• [Instruction 1]
Check three statements against the article on girls' schools in Pakistan below. For each, answer yes or no and quote the exact words from the article that decide it.
(a) The Taliban burned down the Farooqi Girls' High School.
(b) The school's principal has been detained for 14 days on blasphemy charges.
(c) The complaint against the school was lodged by one of its own teachers.
• [Instruction 2] According to the article on girls' schools in Pakistan below, how many people took to the streets on Saturday to demand that the school reopen?
• [Instruction 3] Write the next part of the article on girls' schools in Pakistan below, picking up right after its final sentence.

• [Text passage]
A bad few weeks for girls' schools in Pakistan

Blasphemy and mob rule in Lahore.

It has been a bad few weeks for girls’ schools in Pakistan. The shooting of 15 year old educational activist Malala Yousafzai in October sent shockwaves through the country. Other female activists spoke out about being targeted, and the spotlight has been placed on the Taliban’s numerous attacks on girls trying to get an education.

The latest incident was the burning down of the Farooqi Girls’ High School in Lahore on Thursday. This was not the doing of the Taliban, but an angry mob. Why? Because a teacher, Arfa Iftikhar, had allegedly set a piece of homework that contained derogatory references to the Prophet Muhammad. Iftikhar has been forced into hiding, while the 77 year old principal of the school, Asim Farooqi, has been detained for 14 days on blasphemy charges. At the protests on Thursday, the mob distributed photocopies of the offending homework, and broke and burnt everything they could lay their hands upon. Unsurprisingly, the school has been closed ever since.
 
Blasphemy is an extremely inflammatory issue in Pakistan. Insulting the Prophet or the Quran can carry the death penalty, while even the suggestion that blasphemy has taken place is enough to trigger violent outburst of public anger. Not a single newspaper has specified exactly what the alleged blasphemy is – indeed, to do so could lead to fresh charges being directed at the publishers. On this basis, accusers can even refuse to repeat the blasphemy in court, leading to a situation that would be farcical were it not so dangerous. The light burden of proof means that the law is often used to settle scores – indeed, it has been suggested that this charge could be a plot against the school, which is one of the most successful in Lahore. The complaint was lodged by Abdullah Saqib, the vice principal of Jamia Kareemia Sadidia, a religious school in the same area.
 
Possible conspiracies aside, what does this incident tell us? First of all, women and girls are ready to defend their right to be educated. Following the violence of the mob reaction, around 2,000 students, parents and teachers took to the streets on Saturday to demand that the school reopen. The crowd, predominantly made up of teenage girls, carried placards and chanted slogans including “release our principal”. Just like the reaction to the Malala shooting, this demonstrates that society is not willing to compromise on its right to educate its daughters, whether the threat is coming from armed militants or from an angry mob.

• [Rows]
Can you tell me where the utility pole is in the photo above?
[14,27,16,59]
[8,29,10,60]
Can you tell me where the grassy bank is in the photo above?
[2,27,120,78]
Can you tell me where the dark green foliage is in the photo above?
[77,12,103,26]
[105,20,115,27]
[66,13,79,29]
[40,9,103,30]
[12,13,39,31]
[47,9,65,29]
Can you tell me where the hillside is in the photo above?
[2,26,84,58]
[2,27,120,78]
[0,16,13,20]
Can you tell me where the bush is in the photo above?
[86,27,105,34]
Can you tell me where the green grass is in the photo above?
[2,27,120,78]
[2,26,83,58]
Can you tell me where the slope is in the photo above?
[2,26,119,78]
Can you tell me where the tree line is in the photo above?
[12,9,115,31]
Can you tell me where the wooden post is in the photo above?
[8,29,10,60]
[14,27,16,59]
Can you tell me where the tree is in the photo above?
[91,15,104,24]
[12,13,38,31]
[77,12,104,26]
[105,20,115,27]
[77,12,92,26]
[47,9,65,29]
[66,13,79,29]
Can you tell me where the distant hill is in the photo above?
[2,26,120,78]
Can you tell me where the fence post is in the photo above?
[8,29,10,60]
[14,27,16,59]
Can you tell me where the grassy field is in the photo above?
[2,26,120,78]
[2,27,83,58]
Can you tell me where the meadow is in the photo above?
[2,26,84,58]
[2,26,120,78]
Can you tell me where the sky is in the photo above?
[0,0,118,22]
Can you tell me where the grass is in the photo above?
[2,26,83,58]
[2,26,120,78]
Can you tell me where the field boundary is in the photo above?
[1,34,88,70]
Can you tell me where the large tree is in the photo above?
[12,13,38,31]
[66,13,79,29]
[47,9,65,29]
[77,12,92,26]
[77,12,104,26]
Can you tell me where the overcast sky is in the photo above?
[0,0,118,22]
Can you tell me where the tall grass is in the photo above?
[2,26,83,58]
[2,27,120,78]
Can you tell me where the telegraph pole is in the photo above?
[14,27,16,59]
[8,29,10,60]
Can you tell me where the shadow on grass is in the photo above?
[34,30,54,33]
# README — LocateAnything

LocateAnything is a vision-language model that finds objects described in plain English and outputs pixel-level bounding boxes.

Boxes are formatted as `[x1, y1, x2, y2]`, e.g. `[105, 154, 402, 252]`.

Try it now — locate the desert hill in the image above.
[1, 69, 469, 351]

• [Written response 1]
(a) No: "This was not the doing of the Taliban, but an angry mob."
(b) Yes: "the 77 year old principal of the school, Asim Farooqi, has been detained for 14 days on blasphemy charges."
(c) No: "The complaint was lodged by Abdullah Saqib, the vice principal of Jamia Kareemia Sadidia, a religious school in the same area."

• [Written response 2] Around 2,000 students, parents and teachers.

• [Written response 3]
 
Secondly, it shows that the tide has not turned against blasphemy laws. After a cleric was found to have fabricated blasphemy charges against Rimsha Masih, a Christian child with Downs Syndrome, many national and international commentators suggested that a turning point may have been reached. Yet it would be naïve to think that this was not a hugely popular law, despite widespread revulsion at the Rimsha case. Since reform is entirely off the table, following the assassination of two politicians who spoke out against blasphemy laws last year, hope for reducing its power to inflame violence and attack minorities can only lie in making its application fairer. Charges were recently issued against Muslims who attacked a Hindu temple – an unusual move – with several other cases against Muslims following suit. While no arrests were made, it was a very small step towards rationalising the law. Prosecuting those who make false allegations or take the law into their own hands would be more significant ways of bringing the law under control. It is worth noting that Saqib, who lodged the complaint, told the domestic media that he had met with local clerics and residents to decide to pursue the case legally: “We tried to stop the violent protesters, because they bring a bad name to our religion.”
 
Yet this brings us to the third point: religious issues are extremely, extremely sensitive in Pakistan. Despite Saqib’s apparent desire to avoid violence, one of the Farooqi School’s administrators claimed that statements about the supposed blasphemy had been made in local mosques with the aim of inflaming the public. Blasphemy is an issue that can mobilise people instantly, with the accused not only presumed guilty as soon as the word “blasphemer” has been uttered, but frequently losing their lives to mob violence before they’ve had a chance to be sentenced to death. In a country with such high levels of poverty and deprivation, discontent and unrest is frequently bubbling below the surface, waiting to explode. According to reports, many of the protestors did not even know what they were protesting about. With little hope for reform of the law and no sign of the authorities seeking to clampdown on rioters, it is difficult to see the situation improving any time soon.
 
More than anything else, this incident demonstrates that Pakistani citizens have to contend not only with militants and their acts of terrorism, but with the regressive streak of thought that runs through society, and the rumbling discontent which means that violence can break out at any moment. For the girls in Lahore who will not be going to school tomorrow morning, it makes little difference that their school was destroyed not by the Taliban, but by citizens supposedly supporting a piece of state legislation.
Students of Farooqi Girls' School in Lahore demand its re-opening (Photo: Getty Images)

Samira Shackle is a freelance journalist, who tweets @samirashackle. She was formerly a staff writer for the New Statesman.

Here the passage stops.